Edit the data below so that each "integer pixel coordinates" becomes "whole-number pixel coordinates", leaving everything else unchanged.

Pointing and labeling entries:
● ● ● ● ●
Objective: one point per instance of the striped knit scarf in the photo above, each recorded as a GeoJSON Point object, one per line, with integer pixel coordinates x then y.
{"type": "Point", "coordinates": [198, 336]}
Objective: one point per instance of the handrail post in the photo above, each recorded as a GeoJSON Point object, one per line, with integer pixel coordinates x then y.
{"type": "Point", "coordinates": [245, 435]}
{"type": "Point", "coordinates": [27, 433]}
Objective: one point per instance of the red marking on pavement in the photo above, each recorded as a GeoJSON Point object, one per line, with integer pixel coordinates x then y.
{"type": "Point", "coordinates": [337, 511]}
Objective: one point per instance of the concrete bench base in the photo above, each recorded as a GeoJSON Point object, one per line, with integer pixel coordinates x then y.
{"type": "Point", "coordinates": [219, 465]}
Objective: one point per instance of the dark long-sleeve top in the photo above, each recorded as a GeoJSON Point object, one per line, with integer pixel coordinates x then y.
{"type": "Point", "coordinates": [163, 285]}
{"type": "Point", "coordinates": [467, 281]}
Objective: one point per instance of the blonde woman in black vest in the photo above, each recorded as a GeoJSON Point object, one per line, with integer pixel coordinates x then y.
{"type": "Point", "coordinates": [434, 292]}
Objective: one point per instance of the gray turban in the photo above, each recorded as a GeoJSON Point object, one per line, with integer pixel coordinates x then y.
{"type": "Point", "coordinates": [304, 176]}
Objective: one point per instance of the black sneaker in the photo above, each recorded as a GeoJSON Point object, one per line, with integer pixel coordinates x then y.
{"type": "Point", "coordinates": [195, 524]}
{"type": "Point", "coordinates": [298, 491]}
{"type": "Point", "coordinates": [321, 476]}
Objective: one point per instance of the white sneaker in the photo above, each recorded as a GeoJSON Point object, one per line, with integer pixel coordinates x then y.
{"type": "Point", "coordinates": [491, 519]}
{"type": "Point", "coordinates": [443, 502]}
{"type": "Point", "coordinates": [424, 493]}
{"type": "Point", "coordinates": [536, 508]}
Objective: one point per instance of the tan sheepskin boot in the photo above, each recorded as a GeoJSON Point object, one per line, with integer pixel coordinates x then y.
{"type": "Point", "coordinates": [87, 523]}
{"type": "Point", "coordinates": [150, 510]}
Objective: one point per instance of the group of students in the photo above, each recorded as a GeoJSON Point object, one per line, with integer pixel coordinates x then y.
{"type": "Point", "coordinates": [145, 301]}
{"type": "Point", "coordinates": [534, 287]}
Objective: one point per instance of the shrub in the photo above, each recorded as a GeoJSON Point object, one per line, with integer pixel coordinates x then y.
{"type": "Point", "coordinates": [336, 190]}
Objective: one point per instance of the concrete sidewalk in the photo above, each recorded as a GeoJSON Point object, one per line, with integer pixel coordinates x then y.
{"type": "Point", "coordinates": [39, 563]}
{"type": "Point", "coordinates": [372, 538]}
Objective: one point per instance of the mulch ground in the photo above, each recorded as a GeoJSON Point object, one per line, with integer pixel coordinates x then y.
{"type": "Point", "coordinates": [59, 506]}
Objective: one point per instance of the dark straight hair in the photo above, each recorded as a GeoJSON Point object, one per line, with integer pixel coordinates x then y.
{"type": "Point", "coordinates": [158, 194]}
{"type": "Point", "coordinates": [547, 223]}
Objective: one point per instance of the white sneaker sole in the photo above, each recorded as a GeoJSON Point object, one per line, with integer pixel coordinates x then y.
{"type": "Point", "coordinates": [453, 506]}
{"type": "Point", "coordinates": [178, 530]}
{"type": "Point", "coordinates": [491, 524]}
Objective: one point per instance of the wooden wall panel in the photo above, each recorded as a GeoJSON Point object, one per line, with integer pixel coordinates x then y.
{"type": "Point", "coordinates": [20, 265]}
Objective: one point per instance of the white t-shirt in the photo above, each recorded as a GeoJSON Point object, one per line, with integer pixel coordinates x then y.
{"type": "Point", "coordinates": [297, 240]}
● ● ● ● ●
EXPECTED OUTPUT:
Objective: one point per instance of the striped knit scarf in the photo above, each recorded as a GeoJSON Point object, one per line, with whole-number pixel coordinates x then y.
{"type": "Point", "coordinates": [198, 336]}
Objective: one point per instance of the handrail post in the photo above, each recorded as a GeoJSON Point object, one per line, with whole-number pixel coordinates x then y.
{"type": "Point", "coordinates": [245, 435]}
{"type": "Point", "coordinates": [27, 433]}
Objective: one point per instance of the red marking on pavement in the photo above, each recorded as a GeoJSON Point object, one per line, with whole-number pixel coordinates x then y.
{"type": "Point", "coordinates": [337, 511]}
Objective: one point per instance of the concrete bench base in the photo above, each recorded as a GeoJSON Point object, one per line, with whole-number pixel coordinates x then y.
{"type": "Point", "coordinates": [219, 465]}
Objective: one point per instance of the dark long-sleeve top in the photo above, each recorded as a GeoJSON Point object, one per line, with whole-number pixel coordinates x then y.
{"type": "Point", "coordinates": [163, 285]}
{"type": "Point", "coordinates": [467, 281]}
Objective: one point per instance of the blonde woman in black vest in the photo above, each recorded as a GeoJSON Point object, one per line, with whole-number pixel coordinates x then y.
{"type": "Point", "coordinates": [434, 292]}
Objective: one point per instance of the gray turban in the photo above, each recorded as a GeoJSON Point object, one per line, with whole-number pixel coordinates x then y.
{"type": "Point", "coordinates": [304, 176]}
Objective: one point per instance of the black sneaker in the photo above, each recorded as a GeoJSON Point object, one per line, with whole-number pixel coordinates x then y.
{"type": "Point", "coordinates": [195, 524]}
{"type": "Point", "coordinates": [298, 491]}
{"type": "Point", "coordinates": [321, 476]}
Objective: one point per instance of the white sneaker in the photo above, each recorded as a GeoJSON Point object, one per line, with whole-number pixel coordinates x then y.
{"type": "Point", "coordinates": [491, 519]}
{"type": "Point", "coordinates": [443, 502]}
{"type": "Point", "coordinates": [424, 493]}
{"type": "Point", "coordinates": [536, 508]}
Objective: one point per instance of the tan sheepskin boot in the photo above, each recorded as a GeoJSON Point object, one per line, with whole-number pixel coordinates x then y.
{"type": "Point", "coordinates": [87, 523]}
{"type": "Point", "coordinates": [150, 510]}
Objective: one point per instance of the group of students in the photo above, each recorded as a GeoJSON Point object, one per line, with whole-number pixel coordinates x then y.
{"type": "Point", "coordinates": [145, 301]}
{"type": "Point", "coordinates": [534, 287]}
Objective: one point per instance of the shrub in the photo above, each recorded as a GeoJSON Point object, one per line, with whole-number pixel coordinates x then y.
{"type": "Point", "coordinates": [336, 190]}
Objective: one point per instance of the concrete sidewalk in the photo above, each recorded as a GeoJSON Point object, one per line, with whole-number pixel coordinates x then y.
{"type": "Point", "coordinates": [39, 563]}
{"type": "Point", "coordinates": [372, 538]}
Objective: one point per instance of the mulch ground in the photo above, each recorded as a GeoJSON Point object, one per line, with whole-number pixel coordinates x then y.
{"type": "Point", "coordinates": [59, 506]}
Objective: one point per instance of the dark straight hair in the photo above, each recorded as a GeoJSON Point object, one per line, with whole-number pixel coordinates x then y.
{"type": "Point", "coordinates": [158, 194]}
{"type": "Point", "coordinates": [547, 223]}
Objective: one point per instance of the white sneaker sole in the photo above, each recorded as a GeoJSON Point object, one per line, with whole-number pixel coordinates x then y.
{"type": "Point", "coordinates": [453, 506]}
{"type": "Point", "coordinates": [178, 530]}
{"type": "Point", "coordinates": [491, 524]}
Objective: one point per instance of the wooden wall panel in the photo above, each recorded as a GeoJSON Point object, one per line, with whole-number pixel coordinates x then y.
{"type": "Point", "coordinates": [20, 265]}
Objective: one point per instance of the white t-shirt in the photo above, each recorded as a GeoJSON Point object, one per line, with whole-number pixel coordinates x then y.
{"type": "Point", "coordinates": [297, 240]}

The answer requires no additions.